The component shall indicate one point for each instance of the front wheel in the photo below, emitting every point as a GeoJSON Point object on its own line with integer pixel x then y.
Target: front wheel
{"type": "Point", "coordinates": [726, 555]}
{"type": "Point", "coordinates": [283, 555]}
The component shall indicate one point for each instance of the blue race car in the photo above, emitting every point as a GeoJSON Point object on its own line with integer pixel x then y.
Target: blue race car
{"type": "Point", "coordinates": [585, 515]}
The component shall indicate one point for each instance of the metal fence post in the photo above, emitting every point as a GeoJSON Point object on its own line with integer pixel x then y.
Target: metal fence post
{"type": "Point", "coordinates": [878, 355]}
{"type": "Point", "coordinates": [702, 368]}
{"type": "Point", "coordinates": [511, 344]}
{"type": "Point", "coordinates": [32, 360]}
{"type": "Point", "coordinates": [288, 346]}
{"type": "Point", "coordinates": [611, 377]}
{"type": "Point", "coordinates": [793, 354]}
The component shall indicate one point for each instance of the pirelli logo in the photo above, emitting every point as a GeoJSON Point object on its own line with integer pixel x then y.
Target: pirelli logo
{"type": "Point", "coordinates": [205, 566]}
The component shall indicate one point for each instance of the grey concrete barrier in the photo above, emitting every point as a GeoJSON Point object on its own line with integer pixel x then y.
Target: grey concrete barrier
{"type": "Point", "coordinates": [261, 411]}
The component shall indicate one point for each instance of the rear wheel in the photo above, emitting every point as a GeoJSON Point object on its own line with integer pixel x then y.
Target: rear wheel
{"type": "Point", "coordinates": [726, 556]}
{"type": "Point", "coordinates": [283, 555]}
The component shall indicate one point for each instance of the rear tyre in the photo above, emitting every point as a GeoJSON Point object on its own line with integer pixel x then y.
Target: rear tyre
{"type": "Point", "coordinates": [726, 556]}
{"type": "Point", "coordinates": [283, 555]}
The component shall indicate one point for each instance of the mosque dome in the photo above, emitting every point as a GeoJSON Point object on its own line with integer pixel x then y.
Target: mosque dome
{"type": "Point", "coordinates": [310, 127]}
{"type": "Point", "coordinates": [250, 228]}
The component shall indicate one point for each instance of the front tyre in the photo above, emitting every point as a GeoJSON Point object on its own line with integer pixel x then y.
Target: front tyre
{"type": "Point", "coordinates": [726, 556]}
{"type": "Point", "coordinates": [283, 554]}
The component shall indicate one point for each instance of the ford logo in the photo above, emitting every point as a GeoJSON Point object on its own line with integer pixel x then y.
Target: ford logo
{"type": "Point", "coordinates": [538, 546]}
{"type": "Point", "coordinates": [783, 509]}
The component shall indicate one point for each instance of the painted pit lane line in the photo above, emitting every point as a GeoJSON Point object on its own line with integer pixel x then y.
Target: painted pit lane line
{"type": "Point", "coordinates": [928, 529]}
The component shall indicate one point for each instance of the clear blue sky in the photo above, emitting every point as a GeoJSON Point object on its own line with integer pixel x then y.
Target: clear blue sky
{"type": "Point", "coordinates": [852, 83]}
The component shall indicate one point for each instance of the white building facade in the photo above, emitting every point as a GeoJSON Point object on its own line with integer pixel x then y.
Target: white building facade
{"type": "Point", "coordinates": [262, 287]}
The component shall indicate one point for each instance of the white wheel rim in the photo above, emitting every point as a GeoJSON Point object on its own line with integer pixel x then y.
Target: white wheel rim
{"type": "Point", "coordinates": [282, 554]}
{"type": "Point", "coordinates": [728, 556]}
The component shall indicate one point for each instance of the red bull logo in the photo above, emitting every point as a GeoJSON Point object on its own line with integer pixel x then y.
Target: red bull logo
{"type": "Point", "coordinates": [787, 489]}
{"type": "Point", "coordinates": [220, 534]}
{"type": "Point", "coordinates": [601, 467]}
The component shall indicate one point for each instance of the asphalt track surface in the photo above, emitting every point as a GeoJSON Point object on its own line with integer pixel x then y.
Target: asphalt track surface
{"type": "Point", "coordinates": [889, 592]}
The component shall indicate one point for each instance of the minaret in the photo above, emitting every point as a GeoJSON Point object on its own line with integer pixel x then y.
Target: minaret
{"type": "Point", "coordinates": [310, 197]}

(What the task requires): Reproduce all of the material above word for word.

(Solution to the problem):
The component shall indicate one point for each instance of the front wheel in the photo below, emitting every point as a GeoJSON Point object on its own line with integer pixel x then y.
Target: front wheel
{"type": "Point", "coordinates": [726, 555]}
{"type": "Point", "coordinates": [283, 555]}
The component shall indicate one point for each instance of the blue race car in the photo above, emitting every point as a GeoJSON Point object on its own line with integer pixel x then y.
Target: blue race car
{"type": "Point", "coordinates": [585, 515]}
The component shall indicate one point for each instance of the metal fence post in the photo above, emitting every point as a GeoJSON Point object on its own line with integer pixel x then y.
Target: metal fence post
{"type": "Point", "coordinates": [878, 355]}
{"type": "Point", "coordinates": [702, 368]}
{"type": "Point", "coordinates": [511, 344]}
{"type": "Point", "coordinates": [32, 360]}
{"type": "Point", "coordinates": [288, 346]}
{"type": "Point", "coordinates": [611, 377]}
{"type": "Point", "coordinates": [793, 354]}
The component shall indicate one point for each instance of the pirelli logo in the photo above, emitting every point as a GeoJSON Point object on its own line with integer pixel x then y.
Target: pirelli logo
{"type": "Point", "coordinates": [205, 566]}
The component shall indicate one point for each instance of the grey concrete barrier in the photo above, emitting every point as a GeoJSON Point object on its own line with integer pixel x then y.
Target: grey concrete barrier
{"type": "Point", "coordinates": [261, 411]}
The component shall indicate one point for each instance of the rear wheel in the photo above, emitting every point as a GeoJSON Point object on its own line with integer pixel x then y.
Target: rear wheel
{"type": "Point", "coordinates": [726, 556]}
{"type": "Point", "coordinates": [283, 555]}
The component shall indicate one point for each instance of the rear tyre in the photo above, emitting every point as a GeoJSON Point object on its own line with integer pixel x then y.
Target: rear tyre
{"type": "Point", "coordinates": [726, 556]}
{"type": "Point", "coordinates": [283, 555]}
The component shall indicate one point for each instance of the mosque dome in the photo above, emitting every point as a GeoJSON Point object on its own line with integer pixel x then y.
Target: mosque dome
{"type": "Point", "coordinates": [310, 127]}
{"type": "Point", "coordinates": [250, 228]}
The component shall indicate one point for each instance of the front tyre in the photo above, emitting every point as a GeoJSON Point object on its own line with integer pixel x then y.
Target: front tyre
{"type": "Point", "coordinates": [726, 556]}
{"type": "Point", "coordinates": [283, 554]}
The component shall indicate one point for each instance of the ford logo in the photo above, emitting every point as a GeoJSON Point object on its own line with integer pixel x then y.
Target: ford logo
{"type": "Point", "coordinates": [538, 546]}
{"type": "Point", "coordinates": [783, 509]}
The component shall indicate one point for each instance of the painted pit lane line in the photo above, emitting every point as a GeoJSON Point object on its own line with integer pixel x then y.
Target: painted pit lane line
{"type": "Point", "coordinates": [928, 529]}
The component shall indicate one point for each instance of the clear blue sky in the photo above, emitting every point as a GeoJSON Point object on its own line with integer pixel x then y.
Target: clear blue sky
{"type": "Point", "coordinates": [852, 83]}
The component shall indicate one point for each instance of the white building facade in the photo above, emitting every point as a GeoJSON Point object on its own line with integer pixel x then y.
Target: white building facade
{"type": "Point", "coordinates": [262, 287]}
The component shall indicate one point for each instance of the white wheel rim in the photo above, emitting every point as a GeoJSON Point object on its own line with integer pixel x then y.
Target: white wheel rim
{"type": "Point", "coordinates": [282, 554]}
{"type": "Point", "coordinates": [728, 556]}
The component shall indicate one point for each instance of the red bull logo in the photo above, emitting every point as a GeoJSON Point object on its own line with integer pixel x then y.
Target: red bull logo
{"type": "Point", "coordinates": [787, 489]}
{"type": "Point", "coordinates": [220, 534]}
{"type": "Point", "coordinates": [601, 467]}
The component shall indicate one point for each instance of the asphalt track surface in the photo above, emitting every point as a GeoJSON Point object on its own line with integer pixel x then y.
Target: asphalt track surface
{"type": "Point", "coordinates": [889, 592]}
The component shall indicate one point for each instance of the minaret in the photo above, emitting every point as a GeoJSON Point object on its own line with integer pixel x then y.
Target: minaret
{"type": "Point", "coordinates": [310, 197]}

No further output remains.